===== Supplied material =====

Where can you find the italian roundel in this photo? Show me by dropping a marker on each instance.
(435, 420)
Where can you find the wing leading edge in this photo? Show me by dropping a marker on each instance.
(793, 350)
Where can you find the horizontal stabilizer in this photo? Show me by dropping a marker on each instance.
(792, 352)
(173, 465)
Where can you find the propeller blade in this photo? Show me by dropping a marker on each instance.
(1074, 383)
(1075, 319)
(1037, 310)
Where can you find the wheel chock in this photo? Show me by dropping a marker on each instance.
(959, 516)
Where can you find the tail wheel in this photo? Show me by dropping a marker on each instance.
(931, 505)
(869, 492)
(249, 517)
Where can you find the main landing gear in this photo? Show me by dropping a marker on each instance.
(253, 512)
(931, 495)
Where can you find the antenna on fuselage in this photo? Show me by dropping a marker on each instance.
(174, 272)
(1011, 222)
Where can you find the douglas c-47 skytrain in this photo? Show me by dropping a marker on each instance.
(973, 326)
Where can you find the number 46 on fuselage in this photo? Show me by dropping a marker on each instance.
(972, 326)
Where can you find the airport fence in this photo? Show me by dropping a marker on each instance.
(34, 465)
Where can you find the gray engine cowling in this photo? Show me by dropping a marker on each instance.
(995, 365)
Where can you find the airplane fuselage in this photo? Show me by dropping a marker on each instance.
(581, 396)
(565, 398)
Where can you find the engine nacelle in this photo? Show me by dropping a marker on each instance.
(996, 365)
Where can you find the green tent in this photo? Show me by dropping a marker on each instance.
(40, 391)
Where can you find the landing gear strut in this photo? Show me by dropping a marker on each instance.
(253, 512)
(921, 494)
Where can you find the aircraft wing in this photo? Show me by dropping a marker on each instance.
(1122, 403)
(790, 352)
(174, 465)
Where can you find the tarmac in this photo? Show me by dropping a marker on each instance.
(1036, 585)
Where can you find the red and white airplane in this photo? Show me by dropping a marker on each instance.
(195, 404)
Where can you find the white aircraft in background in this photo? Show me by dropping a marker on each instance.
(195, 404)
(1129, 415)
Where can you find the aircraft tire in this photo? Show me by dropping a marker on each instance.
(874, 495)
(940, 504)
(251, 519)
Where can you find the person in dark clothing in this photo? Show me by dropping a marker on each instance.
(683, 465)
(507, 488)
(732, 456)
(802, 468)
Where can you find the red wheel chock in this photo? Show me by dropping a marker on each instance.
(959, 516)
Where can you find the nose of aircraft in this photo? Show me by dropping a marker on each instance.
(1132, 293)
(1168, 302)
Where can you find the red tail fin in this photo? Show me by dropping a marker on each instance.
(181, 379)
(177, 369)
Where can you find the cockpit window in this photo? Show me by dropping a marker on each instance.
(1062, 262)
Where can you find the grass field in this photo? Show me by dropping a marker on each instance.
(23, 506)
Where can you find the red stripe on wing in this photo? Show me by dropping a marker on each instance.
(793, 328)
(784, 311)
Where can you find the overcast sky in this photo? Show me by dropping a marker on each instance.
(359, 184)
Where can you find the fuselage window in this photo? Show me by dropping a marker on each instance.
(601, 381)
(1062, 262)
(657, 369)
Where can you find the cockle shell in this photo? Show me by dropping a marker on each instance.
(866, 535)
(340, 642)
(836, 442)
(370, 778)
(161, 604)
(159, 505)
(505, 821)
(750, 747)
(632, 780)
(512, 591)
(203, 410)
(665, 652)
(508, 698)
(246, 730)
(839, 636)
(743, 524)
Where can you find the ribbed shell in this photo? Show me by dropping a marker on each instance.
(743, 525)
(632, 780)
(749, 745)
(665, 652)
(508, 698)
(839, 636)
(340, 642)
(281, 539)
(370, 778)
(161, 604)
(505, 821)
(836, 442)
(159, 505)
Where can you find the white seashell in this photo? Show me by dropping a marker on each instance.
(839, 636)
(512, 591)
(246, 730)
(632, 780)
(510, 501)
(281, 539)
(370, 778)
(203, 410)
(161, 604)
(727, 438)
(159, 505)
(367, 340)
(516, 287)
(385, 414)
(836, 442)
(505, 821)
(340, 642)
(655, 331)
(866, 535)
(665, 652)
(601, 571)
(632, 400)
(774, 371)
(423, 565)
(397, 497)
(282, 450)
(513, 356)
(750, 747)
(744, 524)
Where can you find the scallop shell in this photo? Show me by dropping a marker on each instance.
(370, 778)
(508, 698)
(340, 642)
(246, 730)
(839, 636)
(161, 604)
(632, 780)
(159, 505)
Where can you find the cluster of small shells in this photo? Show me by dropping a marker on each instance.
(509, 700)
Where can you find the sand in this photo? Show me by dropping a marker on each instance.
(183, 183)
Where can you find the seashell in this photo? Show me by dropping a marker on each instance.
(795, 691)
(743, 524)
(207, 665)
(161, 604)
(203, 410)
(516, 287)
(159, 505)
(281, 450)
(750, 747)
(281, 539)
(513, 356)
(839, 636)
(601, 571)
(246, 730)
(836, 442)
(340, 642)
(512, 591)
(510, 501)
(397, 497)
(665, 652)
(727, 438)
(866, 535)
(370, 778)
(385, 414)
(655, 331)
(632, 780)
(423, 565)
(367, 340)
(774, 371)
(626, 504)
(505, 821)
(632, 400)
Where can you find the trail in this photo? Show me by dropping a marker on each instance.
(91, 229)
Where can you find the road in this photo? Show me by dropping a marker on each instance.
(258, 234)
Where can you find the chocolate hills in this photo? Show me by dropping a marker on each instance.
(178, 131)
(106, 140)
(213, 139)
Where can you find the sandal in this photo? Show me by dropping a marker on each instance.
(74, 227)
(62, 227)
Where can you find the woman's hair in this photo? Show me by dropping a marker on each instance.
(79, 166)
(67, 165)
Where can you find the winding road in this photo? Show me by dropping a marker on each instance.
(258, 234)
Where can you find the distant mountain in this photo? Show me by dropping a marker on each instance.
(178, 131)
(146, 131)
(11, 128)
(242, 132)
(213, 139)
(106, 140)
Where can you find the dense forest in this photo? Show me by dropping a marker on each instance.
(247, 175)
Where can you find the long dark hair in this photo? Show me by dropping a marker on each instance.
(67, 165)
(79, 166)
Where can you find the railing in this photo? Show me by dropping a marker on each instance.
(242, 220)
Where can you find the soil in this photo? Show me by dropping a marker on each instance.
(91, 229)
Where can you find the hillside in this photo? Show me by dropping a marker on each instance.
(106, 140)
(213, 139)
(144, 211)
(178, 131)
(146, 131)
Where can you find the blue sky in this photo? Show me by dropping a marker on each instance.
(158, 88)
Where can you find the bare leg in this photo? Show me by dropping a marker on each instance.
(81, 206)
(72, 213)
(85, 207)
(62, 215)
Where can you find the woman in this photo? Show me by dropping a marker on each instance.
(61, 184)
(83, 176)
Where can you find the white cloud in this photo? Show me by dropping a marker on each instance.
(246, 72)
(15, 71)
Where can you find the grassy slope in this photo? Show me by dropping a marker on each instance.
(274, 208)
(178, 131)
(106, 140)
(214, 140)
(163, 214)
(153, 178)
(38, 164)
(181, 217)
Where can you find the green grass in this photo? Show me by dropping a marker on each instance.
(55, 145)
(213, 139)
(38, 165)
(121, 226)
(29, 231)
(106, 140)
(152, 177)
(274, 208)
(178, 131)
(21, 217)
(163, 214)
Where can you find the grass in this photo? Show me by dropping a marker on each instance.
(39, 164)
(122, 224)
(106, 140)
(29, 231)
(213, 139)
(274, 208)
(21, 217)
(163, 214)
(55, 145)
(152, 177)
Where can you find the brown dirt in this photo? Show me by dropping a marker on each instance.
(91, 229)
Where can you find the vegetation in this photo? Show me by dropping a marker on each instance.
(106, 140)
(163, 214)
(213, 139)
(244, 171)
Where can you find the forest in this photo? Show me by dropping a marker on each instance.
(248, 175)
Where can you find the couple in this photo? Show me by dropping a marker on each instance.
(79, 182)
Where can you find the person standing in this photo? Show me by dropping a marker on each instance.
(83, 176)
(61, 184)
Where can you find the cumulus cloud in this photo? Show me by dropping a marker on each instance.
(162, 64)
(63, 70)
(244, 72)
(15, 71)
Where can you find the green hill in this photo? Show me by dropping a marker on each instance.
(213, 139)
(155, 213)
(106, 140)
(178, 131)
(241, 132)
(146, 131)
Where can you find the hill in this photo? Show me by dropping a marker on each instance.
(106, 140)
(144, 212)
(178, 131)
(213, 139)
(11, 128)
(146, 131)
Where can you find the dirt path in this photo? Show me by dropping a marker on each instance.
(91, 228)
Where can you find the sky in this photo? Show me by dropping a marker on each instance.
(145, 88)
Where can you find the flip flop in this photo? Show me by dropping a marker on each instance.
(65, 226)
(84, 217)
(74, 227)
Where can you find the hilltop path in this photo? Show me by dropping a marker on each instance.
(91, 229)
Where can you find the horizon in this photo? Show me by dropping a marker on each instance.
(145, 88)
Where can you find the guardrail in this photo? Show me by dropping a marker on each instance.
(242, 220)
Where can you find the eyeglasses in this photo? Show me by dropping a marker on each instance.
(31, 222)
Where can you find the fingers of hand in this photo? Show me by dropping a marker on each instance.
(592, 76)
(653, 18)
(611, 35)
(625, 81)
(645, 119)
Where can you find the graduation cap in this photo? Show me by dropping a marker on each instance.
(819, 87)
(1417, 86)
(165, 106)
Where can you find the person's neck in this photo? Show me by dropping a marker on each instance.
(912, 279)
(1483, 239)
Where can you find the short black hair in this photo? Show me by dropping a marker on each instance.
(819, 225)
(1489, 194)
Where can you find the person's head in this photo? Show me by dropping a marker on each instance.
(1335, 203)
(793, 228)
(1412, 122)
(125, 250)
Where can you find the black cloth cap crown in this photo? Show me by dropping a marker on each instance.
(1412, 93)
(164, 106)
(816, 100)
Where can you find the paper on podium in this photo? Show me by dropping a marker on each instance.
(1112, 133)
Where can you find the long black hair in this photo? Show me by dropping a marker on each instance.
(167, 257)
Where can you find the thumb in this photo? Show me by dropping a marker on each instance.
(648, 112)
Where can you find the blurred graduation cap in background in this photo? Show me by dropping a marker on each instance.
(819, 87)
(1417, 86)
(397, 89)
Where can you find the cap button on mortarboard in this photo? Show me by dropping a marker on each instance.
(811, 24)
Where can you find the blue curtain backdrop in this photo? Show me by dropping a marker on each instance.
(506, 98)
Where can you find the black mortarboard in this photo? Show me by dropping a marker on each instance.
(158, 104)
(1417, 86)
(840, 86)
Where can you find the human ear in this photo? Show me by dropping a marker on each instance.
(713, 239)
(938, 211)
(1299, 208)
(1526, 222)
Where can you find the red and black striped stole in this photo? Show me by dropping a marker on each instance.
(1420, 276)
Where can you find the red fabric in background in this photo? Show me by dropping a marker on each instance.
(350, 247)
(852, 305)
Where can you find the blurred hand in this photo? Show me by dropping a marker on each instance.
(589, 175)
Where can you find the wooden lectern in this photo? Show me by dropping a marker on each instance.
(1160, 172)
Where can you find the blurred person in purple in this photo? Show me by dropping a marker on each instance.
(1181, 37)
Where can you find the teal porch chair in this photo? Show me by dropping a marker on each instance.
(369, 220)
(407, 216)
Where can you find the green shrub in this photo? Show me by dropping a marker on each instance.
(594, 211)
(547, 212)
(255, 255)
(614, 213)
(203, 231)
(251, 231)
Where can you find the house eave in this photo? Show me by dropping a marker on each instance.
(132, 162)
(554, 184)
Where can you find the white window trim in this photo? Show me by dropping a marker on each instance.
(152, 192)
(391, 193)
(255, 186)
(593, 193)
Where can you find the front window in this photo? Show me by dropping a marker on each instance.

=====

■ What you should do: Would you transcribe, unchanged, every line of the material from the one containing "Where can you find the white window" to the very end, including both, and nothing else?

■ Result for this exercise:
Where can you find the white window trim in this photo? Show me by dropping a marker on each instance.
(152, 192)
(391, 193)
(255, 186)
(593, 193)
Where can you find the front window in this photo? Show me by dropping a marker on each instance.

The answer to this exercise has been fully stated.